■ **AIM**: How many lines of the data below contain the string "jacket"? Please give only the number.

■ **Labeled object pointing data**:
□ □ □ □ □ □ □
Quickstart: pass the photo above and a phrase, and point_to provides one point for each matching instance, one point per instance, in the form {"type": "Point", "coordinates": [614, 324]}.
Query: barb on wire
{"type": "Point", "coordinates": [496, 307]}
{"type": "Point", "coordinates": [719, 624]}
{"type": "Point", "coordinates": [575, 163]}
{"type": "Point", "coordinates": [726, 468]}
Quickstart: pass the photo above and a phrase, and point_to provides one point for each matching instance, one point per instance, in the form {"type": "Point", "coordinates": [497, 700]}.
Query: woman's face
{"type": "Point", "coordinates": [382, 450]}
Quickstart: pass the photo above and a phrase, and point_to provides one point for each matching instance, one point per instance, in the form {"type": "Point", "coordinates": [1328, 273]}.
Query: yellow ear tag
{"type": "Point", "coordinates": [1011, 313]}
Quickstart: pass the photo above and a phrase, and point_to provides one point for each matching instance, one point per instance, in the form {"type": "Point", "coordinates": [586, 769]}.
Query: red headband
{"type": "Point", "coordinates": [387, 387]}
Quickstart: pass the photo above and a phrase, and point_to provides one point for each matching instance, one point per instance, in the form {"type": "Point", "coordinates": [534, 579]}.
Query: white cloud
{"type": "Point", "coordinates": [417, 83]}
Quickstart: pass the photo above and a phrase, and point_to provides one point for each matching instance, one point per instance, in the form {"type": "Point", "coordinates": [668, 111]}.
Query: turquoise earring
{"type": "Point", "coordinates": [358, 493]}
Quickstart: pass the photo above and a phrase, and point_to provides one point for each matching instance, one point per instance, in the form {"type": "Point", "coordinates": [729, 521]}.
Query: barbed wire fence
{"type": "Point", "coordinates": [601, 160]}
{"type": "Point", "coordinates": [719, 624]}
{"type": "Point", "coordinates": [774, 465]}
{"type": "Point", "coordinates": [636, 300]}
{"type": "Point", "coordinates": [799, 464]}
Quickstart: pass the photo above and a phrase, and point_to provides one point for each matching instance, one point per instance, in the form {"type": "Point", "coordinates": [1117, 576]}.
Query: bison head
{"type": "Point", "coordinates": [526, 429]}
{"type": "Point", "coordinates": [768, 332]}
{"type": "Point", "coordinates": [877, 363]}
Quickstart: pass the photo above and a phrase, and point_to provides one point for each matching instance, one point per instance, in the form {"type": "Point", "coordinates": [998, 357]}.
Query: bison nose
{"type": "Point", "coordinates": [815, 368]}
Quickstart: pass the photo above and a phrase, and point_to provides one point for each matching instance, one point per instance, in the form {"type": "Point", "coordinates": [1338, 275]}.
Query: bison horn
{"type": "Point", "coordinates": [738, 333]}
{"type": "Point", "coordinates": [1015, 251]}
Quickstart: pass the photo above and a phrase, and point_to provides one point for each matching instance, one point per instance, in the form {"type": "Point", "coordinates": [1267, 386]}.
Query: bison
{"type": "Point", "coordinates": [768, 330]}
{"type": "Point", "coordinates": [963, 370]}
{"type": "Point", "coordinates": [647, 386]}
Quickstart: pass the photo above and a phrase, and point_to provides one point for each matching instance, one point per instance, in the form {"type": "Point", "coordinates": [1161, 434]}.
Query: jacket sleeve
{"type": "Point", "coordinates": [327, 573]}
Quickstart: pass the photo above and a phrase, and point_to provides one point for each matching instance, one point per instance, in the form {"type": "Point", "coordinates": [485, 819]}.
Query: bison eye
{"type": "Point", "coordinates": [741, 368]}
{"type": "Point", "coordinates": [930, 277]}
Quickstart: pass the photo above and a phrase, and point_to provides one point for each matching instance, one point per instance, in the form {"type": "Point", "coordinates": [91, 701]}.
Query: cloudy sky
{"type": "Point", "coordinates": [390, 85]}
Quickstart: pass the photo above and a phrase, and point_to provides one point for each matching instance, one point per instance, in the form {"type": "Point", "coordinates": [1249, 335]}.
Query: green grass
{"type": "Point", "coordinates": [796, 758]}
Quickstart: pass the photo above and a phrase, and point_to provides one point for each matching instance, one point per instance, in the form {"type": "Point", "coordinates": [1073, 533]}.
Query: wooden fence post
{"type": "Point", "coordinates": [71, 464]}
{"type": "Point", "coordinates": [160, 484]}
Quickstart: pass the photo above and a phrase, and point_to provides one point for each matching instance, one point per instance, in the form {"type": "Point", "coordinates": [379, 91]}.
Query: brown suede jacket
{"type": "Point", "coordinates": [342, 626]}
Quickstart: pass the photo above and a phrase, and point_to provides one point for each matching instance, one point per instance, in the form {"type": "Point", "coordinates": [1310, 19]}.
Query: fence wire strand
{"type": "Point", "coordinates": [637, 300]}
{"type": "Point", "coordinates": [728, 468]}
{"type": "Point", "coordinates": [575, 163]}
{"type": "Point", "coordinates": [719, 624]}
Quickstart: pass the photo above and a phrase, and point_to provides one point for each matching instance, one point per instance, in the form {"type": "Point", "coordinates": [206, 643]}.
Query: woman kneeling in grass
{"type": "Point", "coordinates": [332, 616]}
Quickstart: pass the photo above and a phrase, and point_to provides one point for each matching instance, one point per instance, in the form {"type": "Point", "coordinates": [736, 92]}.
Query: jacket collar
□ □ □ □ □ □ □
■ **RESPONSE TO THE EXERCISE**: 3